» **Supplied text**
* * * * * * * * *

For the remainder of our energy needs, we purchase electricity and fuel to power our mills. As part of the Department of Energy’s Better Plants Program, we committed to reducing energy intensity at our wood products facilities in the U.S. and at our cellulose fibers facilities in North America by 25 percent between 2009 and 2020. Energy intensity is a measure of energy used for each unit of product produced.

In 2015, with a 25 percent reduction in energy intensity so far, our wood products facilities are on track to meet our 2020 goal. Cellulose fibers facilities increased 2 percent due to lower production levels last year compared to the baseline of 2009 and also an outage at our Flint River facility due to an energy optimization project.

View our energy data


Some gains are simple, like turning off lights and equipment not in use, while others require capital investments to upgrade to new equipment or modify existing machinery. Our capital improvements need to perform double duty, introducing energy savings but also production efficiencies.

In addition to process changes, sharing of best practices and employees who act as "energy champions" at our sites, some of our recent or planned investments include:

  • Adding new continuous-drying kilns, which unlike older batch kilns do not have to be fired up and cooled down.
  • Improving systems for concentrating black liquor to burn more efficiently. 
  • Increased capacity for on-site biomass generation. 
  • Adding heat-recovery systems to boiler flues to recover more heat energy. 
  • Upgrading recovery boilers to operate under higher pressures. 
  • Replacing inefficient steam-powered chillers with more efficient electrical chillers. 
  • Installing LED lights.


In addition to creating our own energy, we are a supplier of green energy. A few examples:

  • Powering Others — We sell some of our biomass-based, renewable energy (in the form of Renewable Energy Credits) back to the market, helping make green energy more accessible to power grids across North America.

* * * * * * * * *

» **Stored records**

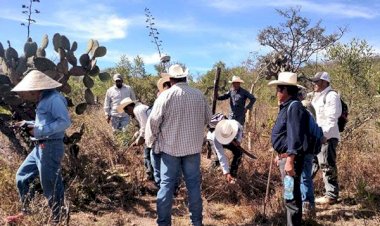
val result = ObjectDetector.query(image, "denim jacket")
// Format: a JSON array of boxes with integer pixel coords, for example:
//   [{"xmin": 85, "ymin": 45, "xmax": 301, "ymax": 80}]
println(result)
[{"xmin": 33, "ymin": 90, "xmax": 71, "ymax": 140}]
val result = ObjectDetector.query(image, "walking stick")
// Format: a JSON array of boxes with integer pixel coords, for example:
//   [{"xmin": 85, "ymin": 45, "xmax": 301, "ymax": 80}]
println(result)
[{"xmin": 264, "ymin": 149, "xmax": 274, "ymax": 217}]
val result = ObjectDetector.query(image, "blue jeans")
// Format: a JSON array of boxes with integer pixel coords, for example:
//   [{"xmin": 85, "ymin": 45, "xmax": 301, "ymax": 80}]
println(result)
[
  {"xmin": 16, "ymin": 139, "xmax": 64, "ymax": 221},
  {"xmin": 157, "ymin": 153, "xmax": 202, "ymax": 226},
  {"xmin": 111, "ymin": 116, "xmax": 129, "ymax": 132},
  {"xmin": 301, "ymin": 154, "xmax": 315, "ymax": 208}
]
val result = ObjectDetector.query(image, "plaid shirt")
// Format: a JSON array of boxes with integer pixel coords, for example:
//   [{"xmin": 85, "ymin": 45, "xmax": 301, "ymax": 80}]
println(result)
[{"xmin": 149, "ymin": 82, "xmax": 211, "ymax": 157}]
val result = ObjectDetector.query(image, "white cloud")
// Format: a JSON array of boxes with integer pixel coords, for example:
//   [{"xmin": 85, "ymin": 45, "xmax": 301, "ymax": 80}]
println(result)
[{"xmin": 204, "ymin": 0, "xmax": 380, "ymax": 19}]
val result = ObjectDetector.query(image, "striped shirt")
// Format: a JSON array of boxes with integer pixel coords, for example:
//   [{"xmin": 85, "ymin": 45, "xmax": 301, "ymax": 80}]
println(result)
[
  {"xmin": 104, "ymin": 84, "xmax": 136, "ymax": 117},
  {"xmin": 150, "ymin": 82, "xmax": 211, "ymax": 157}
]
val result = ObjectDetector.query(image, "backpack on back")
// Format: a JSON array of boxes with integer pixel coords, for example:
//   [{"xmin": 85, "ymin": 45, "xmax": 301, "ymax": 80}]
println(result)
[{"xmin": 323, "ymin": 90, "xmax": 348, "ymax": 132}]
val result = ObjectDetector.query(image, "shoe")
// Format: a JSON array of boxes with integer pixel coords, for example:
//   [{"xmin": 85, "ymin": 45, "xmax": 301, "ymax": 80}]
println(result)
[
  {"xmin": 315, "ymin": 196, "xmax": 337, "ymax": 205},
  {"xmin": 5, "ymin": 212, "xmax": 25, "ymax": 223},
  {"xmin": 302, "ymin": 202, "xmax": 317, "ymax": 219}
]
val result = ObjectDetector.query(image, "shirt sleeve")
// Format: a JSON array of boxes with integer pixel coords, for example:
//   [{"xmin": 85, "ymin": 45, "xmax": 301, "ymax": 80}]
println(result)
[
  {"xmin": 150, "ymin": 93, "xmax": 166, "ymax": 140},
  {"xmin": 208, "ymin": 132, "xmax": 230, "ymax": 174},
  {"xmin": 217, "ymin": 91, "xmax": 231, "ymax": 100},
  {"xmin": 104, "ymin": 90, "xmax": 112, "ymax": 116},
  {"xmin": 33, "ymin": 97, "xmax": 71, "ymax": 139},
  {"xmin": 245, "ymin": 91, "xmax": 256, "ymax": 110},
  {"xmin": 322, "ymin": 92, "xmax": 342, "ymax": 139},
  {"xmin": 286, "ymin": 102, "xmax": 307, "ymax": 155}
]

* * * * * * * * *

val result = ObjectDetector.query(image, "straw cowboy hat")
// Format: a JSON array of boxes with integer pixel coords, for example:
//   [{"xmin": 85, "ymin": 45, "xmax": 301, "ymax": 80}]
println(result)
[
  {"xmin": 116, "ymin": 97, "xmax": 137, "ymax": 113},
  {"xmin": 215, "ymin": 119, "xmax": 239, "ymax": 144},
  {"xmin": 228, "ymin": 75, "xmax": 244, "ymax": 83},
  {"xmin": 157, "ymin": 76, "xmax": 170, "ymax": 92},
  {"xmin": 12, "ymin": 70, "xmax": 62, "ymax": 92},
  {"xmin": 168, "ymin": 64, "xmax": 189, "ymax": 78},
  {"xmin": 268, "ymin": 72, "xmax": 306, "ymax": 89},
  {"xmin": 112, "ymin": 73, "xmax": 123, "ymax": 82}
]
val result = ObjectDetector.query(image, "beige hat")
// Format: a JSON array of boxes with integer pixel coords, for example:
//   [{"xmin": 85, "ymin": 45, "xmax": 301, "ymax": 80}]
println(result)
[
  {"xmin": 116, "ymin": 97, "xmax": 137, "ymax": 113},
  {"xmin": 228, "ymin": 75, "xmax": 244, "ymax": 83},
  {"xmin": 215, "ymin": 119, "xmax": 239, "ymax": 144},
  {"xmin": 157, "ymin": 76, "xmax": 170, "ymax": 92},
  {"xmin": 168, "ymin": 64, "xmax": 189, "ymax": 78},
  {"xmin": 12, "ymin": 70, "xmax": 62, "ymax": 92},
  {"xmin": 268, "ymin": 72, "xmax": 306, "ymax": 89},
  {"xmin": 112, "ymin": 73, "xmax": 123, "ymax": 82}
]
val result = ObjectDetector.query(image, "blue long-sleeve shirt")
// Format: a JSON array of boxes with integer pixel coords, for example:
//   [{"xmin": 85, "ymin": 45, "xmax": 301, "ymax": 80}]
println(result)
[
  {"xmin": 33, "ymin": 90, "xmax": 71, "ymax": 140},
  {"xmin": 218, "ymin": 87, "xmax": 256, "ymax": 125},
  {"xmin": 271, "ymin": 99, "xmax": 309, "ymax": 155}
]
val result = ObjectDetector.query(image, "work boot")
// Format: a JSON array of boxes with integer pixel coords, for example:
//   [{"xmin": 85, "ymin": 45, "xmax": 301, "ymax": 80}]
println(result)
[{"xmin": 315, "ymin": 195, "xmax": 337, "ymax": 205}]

* * * * * * * * *

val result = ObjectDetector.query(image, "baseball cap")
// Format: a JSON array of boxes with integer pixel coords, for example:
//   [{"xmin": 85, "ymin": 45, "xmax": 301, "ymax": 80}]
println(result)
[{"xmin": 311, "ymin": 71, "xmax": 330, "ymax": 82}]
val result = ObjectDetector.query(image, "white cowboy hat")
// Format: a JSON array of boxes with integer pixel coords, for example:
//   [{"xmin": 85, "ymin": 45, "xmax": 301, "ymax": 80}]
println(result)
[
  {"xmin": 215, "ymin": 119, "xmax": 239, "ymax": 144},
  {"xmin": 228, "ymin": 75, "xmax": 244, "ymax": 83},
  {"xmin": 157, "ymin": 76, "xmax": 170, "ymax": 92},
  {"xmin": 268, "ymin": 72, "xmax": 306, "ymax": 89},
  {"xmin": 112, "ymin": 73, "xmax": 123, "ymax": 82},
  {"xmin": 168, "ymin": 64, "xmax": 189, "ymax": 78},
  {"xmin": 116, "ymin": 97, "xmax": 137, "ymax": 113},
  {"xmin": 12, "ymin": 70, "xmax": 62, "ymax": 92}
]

* * * * * * * * *

» **Problem 1**
Copy the stretch of the mill energy passage from "In 2015, with" through "also production efficiencies.".
» **Problem 2**
Carry on the mill energy passage past its final sentence.

» **Result 1**
In 2015, with a 25 percent reduction in energy intensity so far, our wood products facilities are on track to meet our 2020 goal. Cellulose fibers facilities increased 2 percent due to lower production levels last year compared to the baseline of 2009 and also an outage at our Flint River facility due to an energy optimization project.

View our energy data


Some gains are simple, like turning off lights and equipment not in use, while others require capital investments to upgrade to new equipment or modify existing machinery. Our capital improvements need to perform double duty, introducing energy savings but also production efficiencies.

» **Result 2**
  • Wind Power — As part of our merger with Plum Creek, our wind lease programs have the potential to provide growing, long-term royalty revenues with minimal impact to ongoing timberland operations. We lease land or grant easements to wind power developers and currently host two operating wind farms, with another two currently under construction. Additionally, another three projects are scheduled to begin construction in 2017, with several other projects in the assessment and wind-resource testing stage. According to the American Wind Energy Association (AWEA), wind power was the top source for new electric generation capacity in the United States in 2015. Costs of wind-generating equipment and resultant power costs from wind power generation have dropped over the last six years. As a result, electrical power from wind generation is cost-competitive, even with today's low costs of conventional fuels. Interest from developers in new sources of wind power generation on Weyerhaeuser land has been continuous and is increasing.
  • Geothermal Exploration — Geothermal energy production utilizes the earth's natural heat for sustainable and renewable power generation. AltaRock Energy and Ormat Technologies continue to explore options for geothermal energy on our land in the states of Oregon and Washington.